Source data:
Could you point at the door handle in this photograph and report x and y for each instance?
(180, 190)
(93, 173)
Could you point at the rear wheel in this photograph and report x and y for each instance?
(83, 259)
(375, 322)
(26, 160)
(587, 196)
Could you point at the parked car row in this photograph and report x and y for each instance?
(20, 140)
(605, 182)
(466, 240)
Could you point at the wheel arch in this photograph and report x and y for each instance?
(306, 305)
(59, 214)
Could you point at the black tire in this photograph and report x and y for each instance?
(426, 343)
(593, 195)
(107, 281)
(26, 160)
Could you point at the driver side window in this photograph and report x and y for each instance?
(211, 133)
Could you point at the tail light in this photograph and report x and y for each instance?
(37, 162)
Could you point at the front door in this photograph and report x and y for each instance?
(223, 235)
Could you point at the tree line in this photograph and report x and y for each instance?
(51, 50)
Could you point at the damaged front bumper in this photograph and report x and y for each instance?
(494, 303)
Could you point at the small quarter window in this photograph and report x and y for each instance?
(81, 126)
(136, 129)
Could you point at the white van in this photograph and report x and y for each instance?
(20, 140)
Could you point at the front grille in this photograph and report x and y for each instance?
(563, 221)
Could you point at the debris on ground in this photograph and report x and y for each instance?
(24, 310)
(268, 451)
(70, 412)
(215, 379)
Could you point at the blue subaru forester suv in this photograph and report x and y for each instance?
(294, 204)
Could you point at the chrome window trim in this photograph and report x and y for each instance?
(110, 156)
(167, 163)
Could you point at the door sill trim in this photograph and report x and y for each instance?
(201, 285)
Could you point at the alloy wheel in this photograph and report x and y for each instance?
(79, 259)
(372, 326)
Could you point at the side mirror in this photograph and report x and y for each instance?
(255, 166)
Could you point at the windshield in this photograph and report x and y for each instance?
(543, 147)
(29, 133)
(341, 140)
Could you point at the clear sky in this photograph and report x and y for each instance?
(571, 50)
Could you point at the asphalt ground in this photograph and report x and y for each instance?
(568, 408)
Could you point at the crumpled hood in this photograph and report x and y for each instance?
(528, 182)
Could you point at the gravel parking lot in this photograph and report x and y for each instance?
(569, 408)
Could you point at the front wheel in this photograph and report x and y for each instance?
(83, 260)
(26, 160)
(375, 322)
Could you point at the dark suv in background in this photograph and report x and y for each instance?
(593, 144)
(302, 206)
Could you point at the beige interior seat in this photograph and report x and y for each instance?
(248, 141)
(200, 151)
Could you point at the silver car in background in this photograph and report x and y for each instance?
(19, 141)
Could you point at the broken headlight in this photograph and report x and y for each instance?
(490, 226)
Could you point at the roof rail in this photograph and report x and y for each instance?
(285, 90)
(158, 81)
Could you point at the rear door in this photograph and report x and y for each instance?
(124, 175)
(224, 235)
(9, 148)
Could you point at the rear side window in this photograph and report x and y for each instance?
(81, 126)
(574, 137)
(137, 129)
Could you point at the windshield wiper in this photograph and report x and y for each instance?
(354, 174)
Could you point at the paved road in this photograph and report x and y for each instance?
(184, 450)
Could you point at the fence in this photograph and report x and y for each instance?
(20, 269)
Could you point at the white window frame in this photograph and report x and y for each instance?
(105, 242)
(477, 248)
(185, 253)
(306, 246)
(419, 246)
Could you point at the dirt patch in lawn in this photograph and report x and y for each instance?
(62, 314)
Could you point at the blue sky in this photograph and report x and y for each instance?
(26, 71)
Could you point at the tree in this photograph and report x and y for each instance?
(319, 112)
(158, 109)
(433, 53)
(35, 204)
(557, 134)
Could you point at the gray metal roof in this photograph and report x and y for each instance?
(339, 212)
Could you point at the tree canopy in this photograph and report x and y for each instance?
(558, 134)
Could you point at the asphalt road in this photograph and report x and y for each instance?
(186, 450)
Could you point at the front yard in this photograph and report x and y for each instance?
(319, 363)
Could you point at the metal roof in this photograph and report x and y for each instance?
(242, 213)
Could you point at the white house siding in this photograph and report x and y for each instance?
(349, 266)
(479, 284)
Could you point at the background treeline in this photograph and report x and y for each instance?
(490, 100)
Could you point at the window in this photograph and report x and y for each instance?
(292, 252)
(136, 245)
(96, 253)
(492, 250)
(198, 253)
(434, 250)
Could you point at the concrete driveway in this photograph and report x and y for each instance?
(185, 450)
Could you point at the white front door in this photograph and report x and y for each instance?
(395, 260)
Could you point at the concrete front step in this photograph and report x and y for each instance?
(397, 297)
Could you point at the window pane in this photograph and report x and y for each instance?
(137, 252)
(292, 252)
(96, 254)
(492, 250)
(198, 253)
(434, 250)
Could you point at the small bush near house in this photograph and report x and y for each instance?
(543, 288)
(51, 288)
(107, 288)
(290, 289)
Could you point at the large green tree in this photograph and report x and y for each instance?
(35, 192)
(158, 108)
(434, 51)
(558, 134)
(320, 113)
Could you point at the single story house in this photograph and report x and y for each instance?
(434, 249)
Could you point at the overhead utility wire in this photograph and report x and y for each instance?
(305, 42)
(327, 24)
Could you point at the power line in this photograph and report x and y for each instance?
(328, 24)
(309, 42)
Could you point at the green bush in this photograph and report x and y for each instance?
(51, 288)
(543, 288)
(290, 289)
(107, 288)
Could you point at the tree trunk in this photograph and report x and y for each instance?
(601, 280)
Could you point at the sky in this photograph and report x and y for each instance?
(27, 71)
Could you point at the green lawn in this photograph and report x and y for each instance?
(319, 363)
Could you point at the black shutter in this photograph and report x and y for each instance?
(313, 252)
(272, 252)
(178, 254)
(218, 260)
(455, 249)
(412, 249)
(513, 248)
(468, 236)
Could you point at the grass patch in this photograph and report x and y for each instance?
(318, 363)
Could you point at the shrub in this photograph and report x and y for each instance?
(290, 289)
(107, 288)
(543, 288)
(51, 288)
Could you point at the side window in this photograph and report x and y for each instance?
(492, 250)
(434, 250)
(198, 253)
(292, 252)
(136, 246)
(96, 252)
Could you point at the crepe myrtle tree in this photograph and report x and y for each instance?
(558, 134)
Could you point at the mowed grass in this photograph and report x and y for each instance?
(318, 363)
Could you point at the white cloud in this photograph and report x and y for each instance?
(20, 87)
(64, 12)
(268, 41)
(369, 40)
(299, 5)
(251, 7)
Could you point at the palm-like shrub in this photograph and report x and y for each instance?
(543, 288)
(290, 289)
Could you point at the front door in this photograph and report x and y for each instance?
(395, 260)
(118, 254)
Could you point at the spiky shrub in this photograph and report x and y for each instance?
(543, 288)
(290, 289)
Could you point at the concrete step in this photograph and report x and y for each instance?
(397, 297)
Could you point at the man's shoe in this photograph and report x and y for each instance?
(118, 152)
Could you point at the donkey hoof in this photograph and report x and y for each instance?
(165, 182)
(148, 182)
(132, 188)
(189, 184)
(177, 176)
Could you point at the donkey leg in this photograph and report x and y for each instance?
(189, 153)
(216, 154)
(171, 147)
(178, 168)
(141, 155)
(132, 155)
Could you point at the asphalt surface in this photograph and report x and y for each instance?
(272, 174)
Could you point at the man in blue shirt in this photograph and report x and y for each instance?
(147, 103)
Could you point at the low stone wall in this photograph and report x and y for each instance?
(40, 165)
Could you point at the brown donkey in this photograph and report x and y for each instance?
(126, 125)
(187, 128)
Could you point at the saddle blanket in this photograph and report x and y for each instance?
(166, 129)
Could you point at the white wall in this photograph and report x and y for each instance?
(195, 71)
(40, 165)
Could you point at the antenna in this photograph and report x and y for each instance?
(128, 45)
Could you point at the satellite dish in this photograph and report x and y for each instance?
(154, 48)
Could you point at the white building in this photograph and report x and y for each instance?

Required work: The answer is a portion of the data. Write out exactly the line with "Could you point at the satellite" and all lines after it.

Expected answer:
Could you point at the satellite dish in this photograph and report x and y for each instance?
(154, 48)
Could you point at the white building in this photograph and report x and y for each instance?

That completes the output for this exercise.